[TO BE DONE]
Lay out every line of the records below as a Markdown table with two columns, Row and Line, where Row holds a running number. Leave out blank lines.

*-*-*

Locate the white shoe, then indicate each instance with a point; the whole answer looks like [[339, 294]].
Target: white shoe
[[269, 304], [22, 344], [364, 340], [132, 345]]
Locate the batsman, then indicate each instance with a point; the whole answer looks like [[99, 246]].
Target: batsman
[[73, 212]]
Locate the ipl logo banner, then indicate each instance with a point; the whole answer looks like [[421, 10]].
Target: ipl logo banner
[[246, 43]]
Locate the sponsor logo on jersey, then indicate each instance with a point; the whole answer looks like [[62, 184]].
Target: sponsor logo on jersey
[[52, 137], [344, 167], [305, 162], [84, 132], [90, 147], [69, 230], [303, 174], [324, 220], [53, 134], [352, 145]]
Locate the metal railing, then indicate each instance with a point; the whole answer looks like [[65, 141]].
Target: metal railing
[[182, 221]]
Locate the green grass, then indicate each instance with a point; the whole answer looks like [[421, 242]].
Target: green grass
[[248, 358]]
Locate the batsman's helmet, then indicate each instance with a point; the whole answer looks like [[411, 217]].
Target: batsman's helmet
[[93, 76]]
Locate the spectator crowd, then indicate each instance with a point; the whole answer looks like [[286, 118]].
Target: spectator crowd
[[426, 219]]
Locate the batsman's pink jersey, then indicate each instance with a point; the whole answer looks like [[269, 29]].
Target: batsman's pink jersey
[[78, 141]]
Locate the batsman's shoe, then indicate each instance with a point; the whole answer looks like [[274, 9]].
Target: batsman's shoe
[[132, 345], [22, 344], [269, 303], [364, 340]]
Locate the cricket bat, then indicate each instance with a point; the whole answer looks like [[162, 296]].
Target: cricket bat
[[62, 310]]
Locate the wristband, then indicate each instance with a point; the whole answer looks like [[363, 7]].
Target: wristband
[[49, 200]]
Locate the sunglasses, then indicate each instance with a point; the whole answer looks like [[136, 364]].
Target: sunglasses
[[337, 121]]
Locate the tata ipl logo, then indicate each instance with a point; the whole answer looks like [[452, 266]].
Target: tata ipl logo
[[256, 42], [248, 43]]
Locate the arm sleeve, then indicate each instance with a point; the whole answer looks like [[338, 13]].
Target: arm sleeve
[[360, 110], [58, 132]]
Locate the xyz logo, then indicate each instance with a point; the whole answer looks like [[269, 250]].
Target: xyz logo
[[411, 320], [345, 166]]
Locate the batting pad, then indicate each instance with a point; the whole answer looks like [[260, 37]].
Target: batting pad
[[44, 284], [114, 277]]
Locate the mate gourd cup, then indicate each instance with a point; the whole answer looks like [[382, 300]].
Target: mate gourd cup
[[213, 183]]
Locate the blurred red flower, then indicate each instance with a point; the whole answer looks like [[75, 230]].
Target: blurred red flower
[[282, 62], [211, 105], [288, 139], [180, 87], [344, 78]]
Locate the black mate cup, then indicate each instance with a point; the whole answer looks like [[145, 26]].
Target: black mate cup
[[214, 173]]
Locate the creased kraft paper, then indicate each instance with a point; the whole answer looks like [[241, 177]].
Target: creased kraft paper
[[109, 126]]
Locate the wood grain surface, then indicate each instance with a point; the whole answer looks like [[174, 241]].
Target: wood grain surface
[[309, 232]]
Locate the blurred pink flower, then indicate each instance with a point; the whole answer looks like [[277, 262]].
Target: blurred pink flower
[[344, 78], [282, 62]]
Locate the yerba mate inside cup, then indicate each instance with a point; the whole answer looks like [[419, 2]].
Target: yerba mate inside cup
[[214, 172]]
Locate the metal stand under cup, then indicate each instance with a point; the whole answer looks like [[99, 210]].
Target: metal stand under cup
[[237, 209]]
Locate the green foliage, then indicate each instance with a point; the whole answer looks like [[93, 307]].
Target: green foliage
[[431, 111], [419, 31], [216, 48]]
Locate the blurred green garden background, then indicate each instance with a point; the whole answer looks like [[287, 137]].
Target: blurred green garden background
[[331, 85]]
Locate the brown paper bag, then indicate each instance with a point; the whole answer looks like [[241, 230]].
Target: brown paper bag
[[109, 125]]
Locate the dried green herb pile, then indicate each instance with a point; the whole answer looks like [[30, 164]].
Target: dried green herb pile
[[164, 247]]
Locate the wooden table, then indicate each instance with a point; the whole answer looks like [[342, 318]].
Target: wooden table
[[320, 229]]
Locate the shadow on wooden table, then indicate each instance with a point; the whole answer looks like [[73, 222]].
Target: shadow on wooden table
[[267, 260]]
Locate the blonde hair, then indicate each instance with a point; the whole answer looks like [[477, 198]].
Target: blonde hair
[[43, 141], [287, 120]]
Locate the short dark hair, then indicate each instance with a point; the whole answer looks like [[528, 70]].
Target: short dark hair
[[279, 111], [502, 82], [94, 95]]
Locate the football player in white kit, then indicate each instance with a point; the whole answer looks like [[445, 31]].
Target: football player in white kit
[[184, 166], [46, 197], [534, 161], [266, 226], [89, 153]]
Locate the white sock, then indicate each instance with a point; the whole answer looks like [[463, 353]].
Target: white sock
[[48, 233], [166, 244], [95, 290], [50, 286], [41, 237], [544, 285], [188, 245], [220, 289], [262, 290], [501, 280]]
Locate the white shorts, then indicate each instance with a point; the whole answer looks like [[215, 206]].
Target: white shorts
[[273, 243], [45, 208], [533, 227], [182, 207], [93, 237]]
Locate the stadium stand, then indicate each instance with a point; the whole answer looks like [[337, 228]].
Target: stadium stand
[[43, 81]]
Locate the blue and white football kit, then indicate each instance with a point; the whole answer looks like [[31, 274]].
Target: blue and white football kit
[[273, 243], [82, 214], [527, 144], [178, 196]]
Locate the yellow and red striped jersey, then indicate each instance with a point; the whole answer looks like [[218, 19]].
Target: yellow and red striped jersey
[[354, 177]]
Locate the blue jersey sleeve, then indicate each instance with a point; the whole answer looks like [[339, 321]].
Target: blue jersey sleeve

*-*-*

[PROBLEM SOLUTION]
| Row | Line |
|---|---|
| 1 | Locate the white shoe, then indicate each instance with a point; the whole answer looks like [[339, 294]]. |
| 2 | Target: white shoe |
| 3 | [[269, 304], [22, 344], [364, 340], [132, 345]] |
| 4 | Locate the batsman, then indicate each instance with a point; the whole answer looks like [[99, 246]]. |
| 5 | Target: batsman |
| 6 | [[73, 212]] |
| 7 | Locate the ipl logo banner, then indicate each instance with a point; the whole answer looks like [[421, 10]]. |
| 8 | Target: ipl logo banner |
| 9 | [[246, 43]] |
| 10 | Locate the sponsor logo on jersey, then indicate each instance with a point; the whole answer looks like [[62, 184]]. |
| 11 | Target: sponsor logo on jersey |
| 12 | [[52, 137], [344, 167], [305, 162], [84, 132], [90, 147], [69, 230], [303, 174], [324, 220], [53, 134], [352, 145]] |
| 13 | Locate the metal railing, then indicate each instance with a point; the whole answer looks like [[65, 141]]. |
| 14 | Target: metal railing |
| 15 | [[182, 221]] |
| 16 | Locate the green grass, then indicate each instance with a point; the whole answer looks like [[421, 242]]. |
| 17 | Target: green grass |
| 18 | [[248, 358]] |
| 19 | Locate the batsman's helmet, then indicate each instance with a point; the whole answer looks like [[411, 217]]. |
| 20 | Target: batsman's helmet |
| 21 | [[93, 76]] |
| 22 | Locate the spectator crowd, then indicate each instance with a point; the whole answer looks like [[286, 118]]. |
| 23 | Target: spectator crowd |
| 24 | [[426, 219]] |
| 25 | Locate the batsman's pink jersey, then indicate each instance with a point; the whole answer looks like [[269, 29]]. |
| 26 | Target: batsman's pink jersey |
| 27 | [[78, 141]] |
| 28 | Locate the batsman's shoe, then indicate each instance with a point; the whole answer looks like [[274, 9]]. |
| 29 | Target: batsman's shoe |
| 30 | [[132, 345], [22, 344], [269, 303], [364, 340]] |
| 31 | Locate the cricket bat, then indicate each instance with a point; the whole answer looks like [[162, 296]]. |
| 32 | Target: cricket bat |
| 33 | [[62, 310]] |
| 34 | Locate the wristband, then indicate each instance with a point; the whole answer looks like [[363, 7]]. |
| 35 | Target: wristband |
| 36 | [[49, 200]] |
| 37 | Locate the sunglasses, then indicate each instance with a point; the whole answer looks like [[136, 364]]. |
| 38 | Target: sunglasses |
| 39 | [[337, 121]] |
| 40 | Locate the tata ipl logo, then indicate each instance with a point; the whole answer looks like [[452, 266]]. |
| 41 | Target: tata ipl logo |
| 42 | [[256, 42], [248, 43]] |
| 43 | Locate the arm sleeve, then indicate each instance with a point; the whole answer looks like [[338, 13]]. |
| 44 | Target: arm sleeve |
| 45 | [[360, 110], [58, 132]] |
| 46 | Locate the xyz logo, then indicate each instance with a point; the whole answer looks like [[269, 250]]. |
| 47 | Target: xyz logo |
| 48 | [[411, 320], [345, 166]] |
| 49 | Locate the batting pad, then indicate each instance with a point; the whole answer looks like [[260, 37]]. |
| 50 | Target: batting pad |
| 51 | [[44, 284], [114, 277]] |
| 52 | Locate the mate gourd cup, then indicate each instance with a point; the whole answer looks like [[382, 300]]. |
| 53 | Target: mate gourd cup |
| 54 | [[213, 183]] |
| 55 | Locate the blurred red flower, then indicate each instance with a point; the whole answer looks like [[75, 230]]. |
| 56 | Target: blurred red flower |
| 57 | [[282, 62], [211, 105], [288, 139], [180, 87], [344, 78]] |
| 58 | Locate the black mate cup, then indicate each instance with a point; the whole answer looks like [[145, 26]]. |
| 59 | Target: black mate cup |
| 60 | [[214, 173]] |
| 61 | Locate the creased kraft paper, then indicate each instance with a point; the whole answer looks like [[241, 177]]. |
| 62 | Target: creased kraft paper |
| 63 | [[109, 126]] |
| 64 | Locate the wood grain surface, then indicate each instance with a point; the whole answer looks like [[174, 241]]. |
| 65 | Target: wood grain surface |
| 66 | [[309, 232]] |
| 67 | Locate the blurred pink flower, then indicate each instance with a point; the whole answer looks like [[277, 262]]. |
| 68 | Target: blurred pink flower |
| 69 | [[344, 78], [282, 62]] |
| 70 | Locate the yerba mate inside cup, then indicate each instance with a point; the whole answer looks like [[419, 2]]. |
| 71 | Target: yerba mate inside cup |
| 72 | [[214, 172]] |
| 73 | Locate the metal stand under cup, then indicate each instance with a point; the whole answer looks like [[99, 210]]. |
| 74 | Target: metal stand under cup |
| 75 | [[237, 209]] |
| 76 | Locate the green foliage, then indicate each instance with a point; the whole answer looks like [[93, 307]]. |
| 77 | Target: green foliage |
| 78 | [[431, 111], [419, 31], [216, 48]] |
| 79 | Locate the blurred green garden background, then indicate each instance with a point; the whole answer looks like [[287, 137]]. |
| 80 | Target: blurred green garden background |
| 81 | [[331, 85]] |
| 82 | Locate the brown paper bag, then indicate each instance with a point; the whole answer looks like [[241, 230]]. |
| 83 | Target: brown paper bag |
| 84 | [[109, 125]] |
| 85 | Locate the dried green herb pile, then indicate each instance with a point; the whole answer looks like [[30, 164]]. |
| 86 | Target: dried green herb pile |
| 87 | [[164, 247]] |
| 88 | Locate the wooden table, then indicate each instance with a point; the whole answer looks like [[342, 318]]. |
| 89 | Target: wooden table |
| 90 | [[320, 229]] |
| 91 | Locate the shadow on wooden table, then indicate each instance with a point; the whole answer looks like [[73, 222]]. |
| 92 | Target: shadow on wooden table |
| 93 | [[267, 260]] |
| 94 | Locate the blonde hair, then indicate each instance with a point; the whole answer looks like [[477, 198]]. |
| 95 | Target: blonde hair |
| 96 | [[43, 141], [287, 120]] |
| 97 | Locate the short dark hair, then indicate each instance with a point; the whole answer looks like [[528, 70]]. |
| 98 | Target: short dark hair |
| 99 | [[279, 111], [502, 82], [94, 95]] |
| 100 | Locate the football player in white kit, then indicate each instance with a point; the whole answer looks like [[445, 31]]. |
| 101 | Target: football player in white kit |
| 102 | [[184, 166], [46, 197], [534, 161], [266, 226], [89, 153]] |
| 103 | Locate the white sock, then indicate each instance with a point; the whole answer looks like [[463, 353]]. |
| 104 | Target: white sock |
| 105 | [[48, 233], [166, 244], [95, 290], [50, 286], [41, 237], [544, 285], [188, 245], [220, 289], [262, 290], [501, 280]] |
| 106 | Locate the white shorts, then indicate each instance with a point; the whole answer looks like [[215, 206]]. |
| 107 | Target: white shorts |
| 108 | [[273, 243], [45, 208], [533, 227], [182, 207], [93, 237]] |
| 109 | Locate the stadium stand, then indicate each instance with a point; the whole answer looks like [[337, 228]]. |
| 110 | Target: stadium stand |
| 111 | [[43, 81]] |
| 112 | Locate the blue and white football kit, then indicate each instance with a point; the whole answer looks like [[31, 274]]. |
| 113 | Target: blue and white football kit |
| 114 | [[273, 243], [82, 214], [527, 144], [178, 196]] |
| 115 | Locate the yellow and red striped jersey, then indicate each instance with a point; the whole answer looks like [[218, 19]]. |
| 116 | Target: yellow and red striped jersey |
| 117 | [[354, 177]] |
| 118 | Locate the blue jersey sleeve, then indicate each instance with a point; the whole answer looks like [[339, 321]]. |
| 119 | Target: blue jersey sleeve |